■ TASK REQUIREMENTS
Where a line in the records below includes "instance", pull that line out.

──────── LISTED ENTRIES

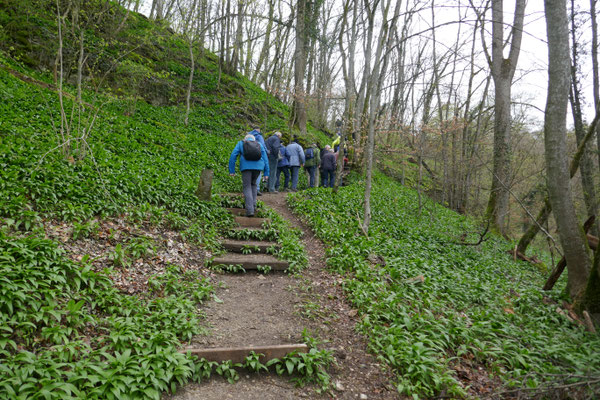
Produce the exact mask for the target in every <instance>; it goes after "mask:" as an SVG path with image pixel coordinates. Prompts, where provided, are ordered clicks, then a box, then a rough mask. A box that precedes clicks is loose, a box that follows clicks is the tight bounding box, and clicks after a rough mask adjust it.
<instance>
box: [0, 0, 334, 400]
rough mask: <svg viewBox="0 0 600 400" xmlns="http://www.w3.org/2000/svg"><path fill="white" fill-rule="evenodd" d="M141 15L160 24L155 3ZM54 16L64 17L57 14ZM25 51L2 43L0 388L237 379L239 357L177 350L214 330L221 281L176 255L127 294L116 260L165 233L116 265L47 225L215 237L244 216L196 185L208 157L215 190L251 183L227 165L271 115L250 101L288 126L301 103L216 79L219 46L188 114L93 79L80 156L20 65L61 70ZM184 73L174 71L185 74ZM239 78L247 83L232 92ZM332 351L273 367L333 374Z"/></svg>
mask: <svg viewBox="0 0 600 400" xmlns="http://www.w3.org/2000/svg"><path fill="white" fill-rule="evenodd" d="M4 11H6V10H5V9H3V12H4ZM13 11H14V10H13ZM4 17H6V15H4V14H3V15H0V20H1V19H2V18H4ZM138 19H139V21H138ZM8 20H10V18H9V19H8ZM2 21H4V22H5V20H2ZM2 21H0V22H2ZM134 21H138V22H140V21H141V23H144V24H147V21H145V20H144V19H143V18H141V17H135V18H134ZM46 22H47V23H48V24H49V26H50V28H49V30H50V31H51V28H52V24H53V23H52V19H51V18H48V19H47V21H46ZM3 33H8V34H11V31H10V29H8V30H4V31H3ZM9 39H10V37H9ZM177 40H179V39H175V41H177ZM36 43H37V42H36ZM178 43H179V44H181V41H180V40H179V42H178ZM162 45H163V46H167V45H168V41H167V45H165V43H164V42H163V43H162ZM167 47H168V46H167ZM175 47H176V46H175ZM181 50H182V51H183V50H185V48H182V49H181ZM15 51H16V50H15ZM13 56H14V54H12V53H11V55H10V56H9V55H8V54H7V53H4V52H0V66H2V67H6V68H0V98H2V100H3V101H2V102H0V199H1V201H0V274H1V275H2V277H1V278H0V279H1V281H0V282H1V284H0V314H1V316H0V398H11V399H12V398H47V399H51V398H58V399H66V398H82V397H85V398H102V399H106V398H118V399H127V398H159V397H160V393H161V392H162V391H165V390H173V389H174V388H175V386H177V385H180V384H182V383H184V382H187V381H189V380H191V379H193V380H200V379H205V378H207V377H208V376H210V375H211V373H216V374H219V375H222V376H225V377H226V378H228V379H233V380H235V379H234V377H235V374H236V371H235V369H232V368H228V366H227V365H216V364H214V363H208V362H205V361H203V360H197V359H195V358H193V357H190V356H187V355H183V354H180V353H178V352H177V349H178V348H180V347H181V344H182V343H183V342H185V341H187V340H188V339H189V338H190V337H191V336H192V335H195V334H198V333H199V332H200V319H201V315H200V314H199V313H198V310H197V305H198V304H199V303H200V302H201V301H204V300H206V299H207V297H210V294H211V286H210V284H209V283H208V282H207V281H205V280H202V279H201V277H200V276H198V275H194V274H195V272H193V271H189V270H183V269H181V268H180V267H179V266H176V265H171V266H169V268H168V269H167V271H165V272H164V273H161V274H157V275H155V276H153V277H151V278H150V280H149V282H148V287H149V291H148V292H147V293H144V294H141V295H140V294H138V295H135V296H134V295H128V294H124V293H122V292H120V291H119V290H117V289H116V287H115V286H114V285H113V283H112V281H111V279H110V275H109V274H110V269H111V268H119V269H120V268H128V267H130V266H131V261H132V260H134V259H136V258H138V257H145V256H146V255H147V254H149V253H152V252H153V251H154V244H153V243H151V242H149V241H144V240H143V238H137V239H135V238H128V239H127V241H126V242H123V244H117V245H116V246H115V250H114V252H113V254H112V258H111V256H110V255H109V257H108V259H109V263H108V264H107V271H106V272H105V273H102V272H95V271H94V270H93V269H92V268H91V266H90V264H91V260H90V259H88V258H87V257H84V259H83V260H82V261H81V262H74V261H72V260H71V259H70V258H69V255H68V254H66V253H65V252H64V250H62V249H61V246H60V244H59V243H57V242H53V241H51V240H48V239H47V238H46V229H47V227H48V226H50V225H53V224H56V223H60V222H61V221H66V222H67V223H69V224H71V225H72V235H71V239H72V240H78V239H81V238H83V237H90V236H94V235H96V234H97V231H98V228H99V224H98V223H97V221H98V220H103V219H106V218H124V219H125V220H127V221H129V222H131V223H132V224H154V225H164V226H166V227H168V228H169V229H172V230H175V231H178V232H180V235H181V238H182V240H185V241H187V242H189V243H193V244H196V245H199V246H202V247H205V248H206V249H208V250H211V251H215V250H217V249H218V244H217V239H218V236H219V235H220V234H221V232H222V231H224V230H226V229H227V228H228V227H230V226H231V223H232V218H231V217H230V216H229V214H228V213H227V212H226V211H225V210H223V208H222V204H221V202H220V199H219V197H218V196H217V197H215V199H214V200H213V201H211V202H201V201H199V200H198V198H197V197H196V196H195V194H194V192H195V189H196V185H197V179H198V176H199V173H200V171H201V170H202V169H204V168H213V169H214V170H215V180H214V186H213V188H214V191H215V192H229V191H240V189H241V183H240V180H239V176H238V177H237V178H231V177H229V175H228V173H227V160H228V157H229V152H230V150H231V149H232V148H233V145H234V144H235V142H236V140H238V139H239V138H240V137H241V135H242V134H243V133H244V132H245V131H247V130H248V129H249V128H250V127H249V126H248V123H249V121H250V120H257V119H259V118H260V117H262V116H263V115H260V116H255V115H250V114H247V113H246V114H244V115H240V110H242V109H244V110H245V109H247V108H251V107H249V105H252V104H256V103H258V104H259V105H261V107H258V108H257V109H259V110H261V111H264V110H266V111H265V113H266V115H268V118H266V122H265V123H266V126H267V127H268V128H269V127H270V128H269V129H281V127H282V126H285V118H286V115H285V114H284V113H283V112H284V111H285V112H287V109H286V108H285V107H284V106H283V105H282V104H281V103H279V102H277V101H276V99H274V98H273V97H272V96H268V95H266V94H265V93H264V92H262V91H260V90H259V89H258V88H257V87H256V86H254V85H253V84H251V83H249V82H248V81H246V80H244V79H243V78H241V77H229V76H227V75H223V80H222V82H221V83H220V85H221V86H220V88H221V89H220V90H215V88H214V87H212V86H210V84H209V83H210V82H209V81H208V80H207V79H208V77H211V79H212V77H214V76H215V74H214V68H215V65H214V56H211V55H207V57H206V59H203V60H202V63H203V64H202V65H203V68H204V69H203V70H202V72H201V73H198V74H197V81H196V85H197V86H198V87H203V88H204V89H205V90H206V92H207V93H208V92H210V93H212V94H210V95H209V94H206V93H203V92H198V93H196V96H197V98H196V100H197V103H201V104H202V105H203V106H202V107H199V106H198V107H194V108H193V110H192V113H191V114H190V122H189V125H188V126H185V125H184V124H183V110H182V108H181V107H180V106H177V105H174V104H171V105H164V106H162V107H157V106H152V105H150V104H148V103H146V102H145V101H143V100H140V99H137V100H135V106H134V107H133V106H132V96H130V95H132V94H133V91H132V90H133V89H132V88H129V89H127V87H125V88H126V89H127V90H129V92H127V93H115V92H113V93H111V92H110V91H107V92H102V91H101V92H100V93H98V94H96V93H93V92H88V91H86V92H84V94H83V97H84V101H86V102H87V103H90V104H92V107H87V110H86V111H85V112H84V114H83V120H84V121H85V120H86V119H88V118H92V117H93V115H94V113H95V111H96V110H98V117H97V120H96V123H95V125H94V129H93V130H92V131H91V133H90V136H89V137H88V139H87V141H88V143H89V146H90V149H91V152H89V153H88V154H87V156H86V157H84V158H83V159H82V160H78V159H77V158H78V155H79V154H78V152H77V147H76V146H73V148H74V149H75V150H76V151H75V152H73V154H72V156H73V158H69V157H65V156H63V155H62V154H61V152H60V148H59V145H60V144H61V141H60V139H59V135H58V132H59V128H58V127H59V126H60V119H59V118H60V114H59V105H58V96H57V94H56V91H55V90H53V89H52V88H51V87H50V85H40V84H32V83H28V82H25V81H23V80H22V79H19V78H17V77H15V76H14V75H13V74H11V73H10V72H9V69H10V70H15V71H18V72H20V73H23V74H25V75H27V76H33V77H34V78H35V79H37V80H39V81H42V82H45V83H46V84H51V83H52V79H51V77H50V76H49V75H48V74H47V73H44V72H39V71H33V70H32V69H30V68H29V67H28V66H25V65H24V64H22V63H20V62H19V61H16V60H15V58H13ZM30 61H31V60H30ZM34 61H35V60H33V61H31V62H34ZM146 61H147V60H146ZM146 61H144V62H146ZM28 65H29V64H28ZM180 67H181V68H180V69H182V70H184V72H185V67H183V66H181V65H180ZM161 76H163V75H161ZM164 76H166V75H164ZM164 76H163V77H164ZM120 78H121V79H125V78H123V76H120ZM154 78H156V76H154V77H153V76H152V75H150V78H149V79H150V80H152V79H154ZM170 79H172V81H169V82H170V83H169V82H167V83H168V85H171V86H173V84H174V83H173V82H175V85H176V82H177V80H176V79H175V78H174V77H173V76H171V77H170ZM205 81H206V82H205ZM168 85H167V86H168ZM231 87H233V88H237V89H232V90H233V91H235V95H230V96H228V97H227V96H223V93H221V92H223V91H225V92H226V91H227V90H228V89H227V90H226V88H231ZM204 89H203V90H204ZM238 89H239V90H238ZM66 90H67V93H68V94H69V95H68V96H67V97H66V98H65V109H66V110H68V112H71V110H72V109H73V107H72V106H73V104H72V99H73V93H74V90H73V88H72V87H69V86H67V87H66ZM230 91H231V90H230ZM134 97H135V96H134ZM96 107H98V108H99V109H97V108H96ZM274 110H275V111H274ZM272 217H273V220H274V223H273V227H274V228H273V230H274V232H275V234H276V236H277V239H278V240H279V241H280V243H281V244H282V245H283V246H282V249H281V250H280V254H278V255H279V256H280V257H282V258H285V259H288V260H289V261H291V262H292V263H293V264H294V265H295V266H297V267H298V268H301V267H302V266H303V265H305V263H306V258H305V256H304V254H303V252H302V248H301V246H300V244H299V241H298V237H299V235H298V232H296V231H294V230H290V229H289V228H288V227H287V226H286V224H285V222H284V221H282V220H281V219H277V218H276V217H275V216H272ZM284 228H285V232H283V231H282V232H278V230H283V229H284ZM307 357H308V358H307ZM328 357H329V356H328V355H327V354H326V353H324V352H320V351H318V350H316V349H315V350H314V351H313V352H312V353H310V354H309V355H308V356H306V357H305V356H300V355H291V356H290V357H289V358H286V359H283V360H278V361H276V362H274V363H273V365H272V367H273V368H274V369H275V370H276V372H277V373H284V372H287V373H289V374H293V375H294V376H296V377H299V381H301V382H305V381H316V382H318V383H320V384H323V383H322V382H323V381H324V379H326V378H327V376H326V374H325V372H324V370H323V368H322V367H323V366H324V365H325V364H326V362H325V361H326V360H328V359H329V358H328ZM246 364H248V365H244V366H246V367H249V368H252V365H255V363H254V364H252V363H251V360H250V361H248V363H246Z"/></svg>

────────────────

■ EXERCISE RESPONSE
Produce the exact mask for the target in every <instance>; it goes after "mask:" as an SVG path with image pixel coordinates. Prompts, where provided, are ordered clicks, then a box, then a rough mask. A box that precedes clicks is loose, a box that follows clicks is the tight bounding box, and clicks after a rough mask adjust it.
<instance>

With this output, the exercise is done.